→ Document section:
--------------------------------
# The Time Is Nearing For The Big Move.



## AprilT (Jul 13, 2016)

Things are moving along quicker than I thought, I faxed my application to a complex I planned to moved to on the advice of my aunt and already was being offered to move earlier if possible because they may have something available sooner than my time line.  Yikes.  I told them, I don't want to break my lease, but, we said we would work something out one way or the other, either way, I'm on the list.  It's really my second choice of complexes not my first, but, I'll take it if it's the one available when I first get there just to get acclimated to the area.    Winston Salem, NC that is.  Move out date end of Sept or sooner if my leasing office decides they for some reason wouldn't mind having the apartment sooner, I've already given my 60 days notice, more like 75 days really.  

I'm a ball of nerves, I have one huge mess in my living room.  I'm tossing most everything, more so than even my previous move 6 years ago.  Last time I was over 20 some boxes, I'm hoping to keep it well under 10.  :yeahright::aargh:  I'm really going to try though I did find an old ashtray, from my old smoking days of which I decided to look up to see if it had any value, well it was marked and hey, why should I just toss it if the stupid thing is worth over $25-30 though one seller on ebay had it marked $3, might have been a starting bid, I don't remember.  Anyway, may put it on craigs list or give it to a charity for them to sell but not trashing, going to check a few other items, I think might have some value to someone else.

I


----------



## Ameriscot (Jul 13, 2016)

Good luck with the move!  I've always enjoyed moving - not the packing up - but the unpacking in a new place.


----------



## AprilT (Jul 13, 2016)

Thank you.  Yes, the unpacking can be fun, at least if you labeled the boxes probably, not something I'm always prone to do.  This boxing up paring down is stress inducing at times.


----------



## Ameriscot (Jul 13, 2016)

AprilT said:


> Thank you.  Yes, the unpacking can be fun, at least if you labeled the boxes probably, not something I'm always prone to do.  This boxing up paring down is stress inducing at times.



My last move was difficult.  I was leaving the country and had to sell or give away most of my stuff, then box the rest and ship them overseas.  Otherwise, I've had fairly easy moves.  Although I'm not great at labeling boxes either.


----------



## AprilT (Jul 13, 2016)

The problem for me basically, every time I didn't feel like dealing with something or I had guest coming for a visit, I would through things into this huge hall closet I have, stuff piled up, so now after six years of saying I'll get to it, I have to go up and down on an elevator to eliminate piles of junk I don't want and should have rid myself of years ago.  It doesn't help considering the aches and pains I have to ignore to get through this.  If my body didn't hurt so much, it might at least not be at bothersome.  No I'm lying, it would still be just a big a pain in the buckas, no human being should have to deal with this much crap tossing at one juncture.  My own darn fault though.    At least I have several weeks to get it all out, but, I'm the kind of person, that once I know I have a deadline I want it done today so when the final day comes I can sit back and relax, sorta.
--------------------------------
→ Dataset content:
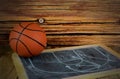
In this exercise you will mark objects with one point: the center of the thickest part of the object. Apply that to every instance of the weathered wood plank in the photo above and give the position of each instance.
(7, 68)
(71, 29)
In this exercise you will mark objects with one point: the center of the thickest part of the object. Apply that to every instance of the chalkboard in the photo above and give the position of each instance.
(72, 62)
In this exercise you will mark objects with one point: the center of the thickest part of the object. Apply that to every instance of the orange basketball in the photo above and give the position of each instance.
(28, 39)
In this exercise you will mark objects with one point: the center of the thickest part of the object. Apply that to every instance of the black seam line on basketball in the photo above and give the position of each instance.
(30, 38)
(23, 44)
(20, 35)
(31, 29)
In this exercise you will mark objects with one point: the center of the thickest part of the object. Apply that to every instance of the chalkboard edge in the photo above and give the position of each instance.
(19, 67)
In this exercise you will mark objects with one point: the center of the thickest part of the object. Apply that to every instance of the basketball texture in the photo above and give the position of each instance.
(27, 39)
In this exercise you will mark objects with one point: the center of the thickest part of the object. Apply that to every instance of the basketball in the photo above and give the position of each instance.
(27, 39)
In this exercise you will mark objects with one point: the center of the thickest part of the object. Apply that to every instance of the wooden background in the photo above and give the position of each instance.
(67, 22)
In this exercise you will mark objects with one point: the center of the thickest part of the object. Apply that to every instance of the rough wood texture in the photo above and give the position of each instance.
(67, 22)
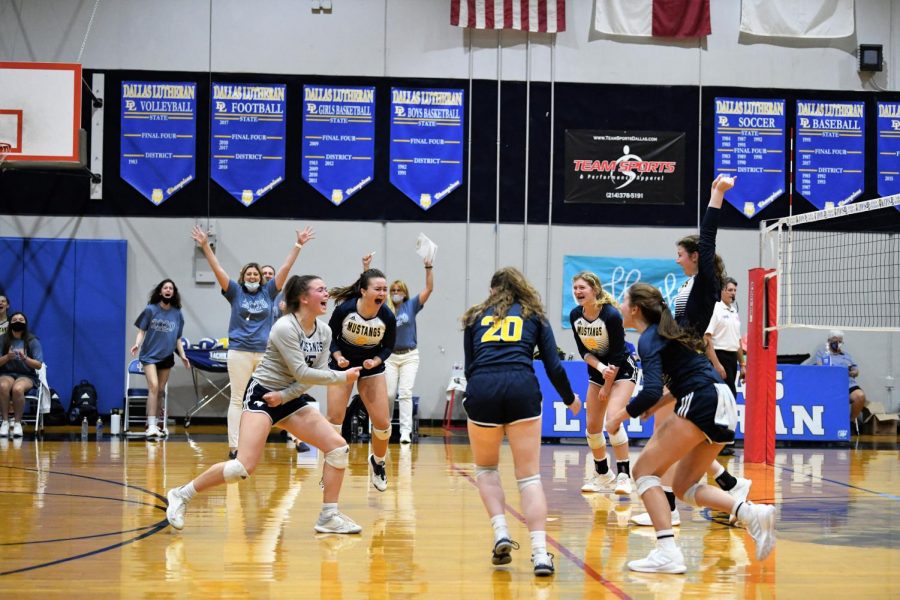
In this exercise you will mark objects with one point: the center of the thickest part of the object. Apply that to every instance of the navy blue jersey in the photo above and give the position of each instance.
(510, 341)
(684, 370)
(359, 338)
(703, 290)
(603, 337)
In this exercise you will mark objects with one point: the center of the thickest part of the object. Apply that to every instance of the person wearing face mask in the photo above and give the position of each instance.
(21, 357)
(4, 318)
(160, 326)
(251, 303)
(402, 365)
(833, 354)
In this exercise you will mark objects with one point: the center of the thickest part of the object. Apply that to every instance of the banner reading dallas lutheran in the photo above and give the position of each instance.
--------------------------------
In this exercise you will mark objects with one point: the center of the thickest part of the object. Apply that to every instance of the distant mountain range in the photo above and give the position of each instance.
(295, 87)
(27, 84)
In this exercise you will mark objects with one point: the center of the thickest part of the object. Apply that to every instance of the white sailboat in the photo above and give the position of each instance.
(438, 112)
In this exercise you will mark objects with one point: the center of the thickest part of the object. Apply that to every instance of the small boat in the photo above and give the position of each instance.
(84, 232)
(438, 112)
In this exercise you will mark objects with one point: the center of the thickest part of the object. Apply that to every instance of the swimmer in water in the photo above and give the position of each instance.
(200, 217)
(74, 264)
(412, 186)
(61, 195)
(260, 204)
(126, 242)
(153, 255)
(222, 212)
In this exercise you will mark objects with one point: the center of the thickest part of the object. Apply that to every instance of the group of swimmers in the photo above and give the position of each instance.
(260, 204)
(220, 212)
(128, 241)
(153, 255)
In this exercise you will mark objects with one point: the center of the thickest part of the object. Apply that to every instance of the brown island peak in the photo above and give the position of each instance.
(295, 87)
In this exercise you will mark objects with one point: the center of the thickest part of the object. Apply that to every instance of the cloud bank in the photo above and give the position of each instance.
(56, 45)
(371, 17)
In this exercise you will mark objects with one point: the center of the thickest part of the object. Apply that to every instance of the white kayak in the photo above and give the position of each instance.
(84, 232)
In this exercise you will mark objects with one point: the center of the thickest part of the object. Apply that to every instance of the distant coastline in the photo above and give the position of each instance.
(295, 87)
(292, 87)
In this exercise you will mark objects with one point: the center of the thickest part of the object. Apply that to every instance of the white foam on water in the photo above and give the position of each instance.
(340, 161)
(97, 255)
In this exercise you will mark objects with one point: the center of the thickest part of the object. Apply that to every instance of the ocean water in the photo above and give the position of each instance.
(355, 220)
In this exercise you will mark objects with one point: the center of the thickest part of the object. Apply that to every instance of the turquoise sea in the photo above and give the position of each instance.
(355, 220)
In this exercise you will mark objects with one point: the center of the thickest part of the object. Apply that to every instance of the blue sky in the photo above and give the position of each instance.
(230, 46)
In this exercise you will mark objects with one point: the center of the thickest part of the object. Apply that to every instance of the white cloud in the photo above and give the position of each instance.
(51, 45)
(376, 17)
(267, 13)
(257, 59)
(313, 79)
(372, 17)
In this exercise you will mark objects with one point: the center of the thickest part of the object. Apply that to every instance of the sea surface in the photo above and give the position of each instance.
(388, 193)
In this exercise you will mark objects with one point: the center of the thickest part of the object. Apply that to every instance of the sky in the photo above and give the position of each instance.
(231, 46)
--------------------------------
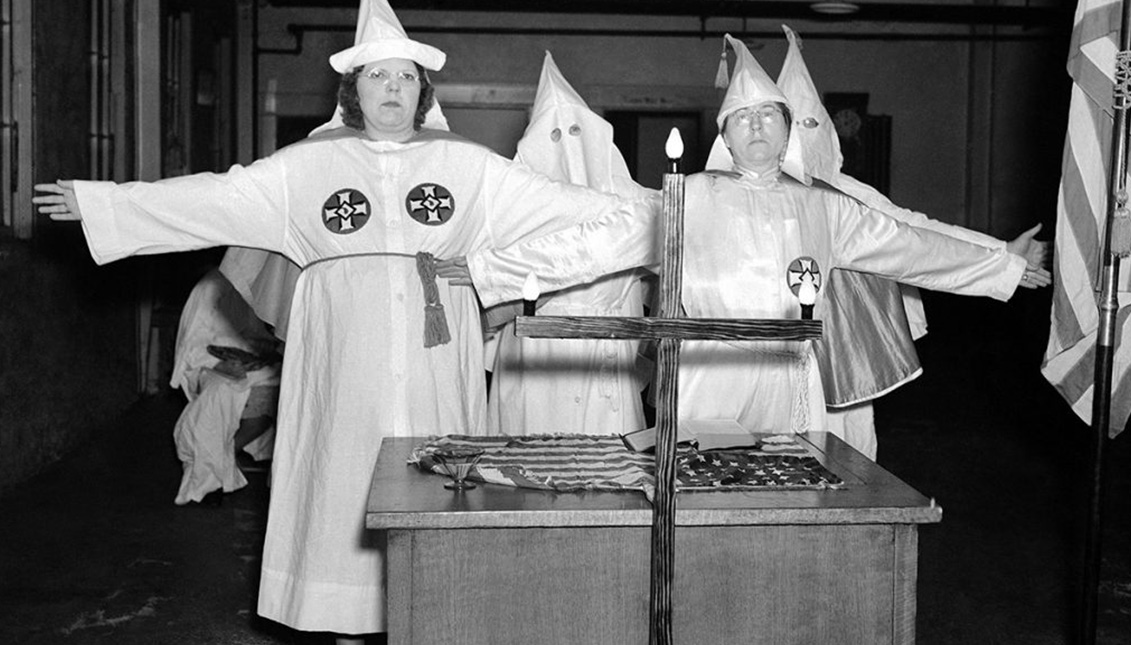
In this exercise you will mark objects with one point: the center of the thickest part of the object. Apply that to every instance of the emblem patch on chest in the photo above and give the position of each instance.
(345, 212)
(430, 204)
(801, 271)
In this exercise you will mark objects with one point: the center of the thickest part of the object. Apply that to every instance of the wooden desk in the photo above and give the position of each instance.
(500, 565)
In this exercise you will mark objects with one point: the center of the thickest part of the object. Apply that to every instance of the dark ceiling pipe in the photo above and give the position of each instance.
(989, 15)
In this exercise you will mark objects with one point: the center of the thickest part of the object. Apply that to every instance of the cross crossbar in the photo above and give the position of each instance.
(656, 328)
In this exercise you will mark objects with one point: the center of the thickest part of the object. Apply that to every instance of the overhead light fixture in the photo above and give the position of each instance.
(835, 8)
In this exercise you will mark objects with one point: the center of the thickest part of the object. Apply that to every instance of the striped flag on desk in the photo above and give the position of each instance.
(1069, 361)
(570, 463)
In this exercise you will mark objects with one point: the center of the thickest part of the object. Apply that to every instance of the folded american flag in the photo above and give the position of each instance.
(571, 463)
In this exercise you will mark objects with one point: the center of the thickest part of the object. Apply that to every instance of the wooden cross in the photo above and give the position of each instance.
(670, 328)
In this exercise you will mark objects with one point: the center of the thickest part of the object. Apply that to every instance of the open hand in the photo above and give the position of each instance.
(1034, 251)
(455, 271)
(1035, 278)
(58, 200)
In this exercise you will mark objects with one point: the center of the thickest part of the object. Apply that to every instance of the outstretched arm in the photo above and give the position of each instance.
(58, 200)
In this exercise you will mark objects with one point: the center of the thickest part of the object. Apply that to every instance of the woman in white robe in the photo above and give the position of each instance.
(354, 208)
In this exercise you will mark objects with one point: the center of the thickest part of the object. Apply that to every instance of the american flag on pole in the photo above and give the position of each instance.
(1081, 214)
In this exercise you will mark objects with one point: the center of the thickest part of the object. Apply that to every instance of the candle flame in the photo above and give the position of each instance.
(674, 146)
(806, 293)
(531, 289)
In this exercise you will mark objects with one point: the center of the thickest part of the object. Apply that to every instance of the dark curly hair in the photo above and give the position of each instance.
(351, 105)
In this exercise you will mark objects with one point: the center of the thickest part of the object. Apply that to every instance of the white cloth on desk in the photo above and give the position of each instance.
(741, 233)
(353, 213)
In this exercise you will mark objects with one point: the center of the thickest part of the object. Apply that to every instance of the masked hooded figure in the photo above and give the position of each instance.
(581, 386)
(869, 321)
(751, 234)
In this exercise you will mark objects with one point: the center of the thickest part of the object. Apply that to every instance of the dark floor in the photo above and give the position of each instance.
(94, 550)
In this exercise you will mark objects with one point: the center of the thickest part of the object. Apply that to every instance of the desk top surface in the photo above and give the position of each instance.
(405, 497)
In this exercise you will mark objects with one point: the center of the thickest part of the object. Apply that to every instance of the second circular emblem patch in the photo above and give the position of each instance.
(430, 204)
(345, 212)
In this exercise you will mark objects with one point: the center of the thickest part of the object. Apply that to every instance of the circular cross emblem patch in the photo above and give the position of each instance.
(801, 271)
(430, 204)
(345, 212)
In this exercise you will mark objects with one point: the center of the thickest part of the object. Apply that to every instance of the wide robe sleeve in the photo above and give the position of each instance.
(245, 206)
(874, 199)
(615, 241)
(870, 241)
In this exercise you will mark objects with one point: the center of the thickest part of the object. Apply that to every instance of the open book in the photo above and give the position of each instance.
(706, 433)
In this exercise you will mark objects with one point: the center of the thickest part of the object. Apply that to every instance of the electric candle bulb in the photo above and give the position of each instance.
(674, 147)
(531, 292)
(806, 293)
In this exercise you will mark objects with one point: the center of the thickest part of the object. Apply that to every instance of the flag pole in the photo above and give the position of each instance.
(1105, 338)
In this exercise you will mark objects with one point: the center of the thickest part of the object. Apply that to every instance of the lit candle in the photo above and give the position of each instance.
--------------------------------
→ To do: From the forum thread about the move above, reproduce the passage that begins at the words "My last move" and stops after "labeling boxes either.".

→ Exercise output:
My last move was difficult.  I was leaving the country and had to sell or give away most of my stuff, then box the rest and ship them overseas.  Otherwise, I've had fairly easy moves.  Although I'm not great at labeling boxes either.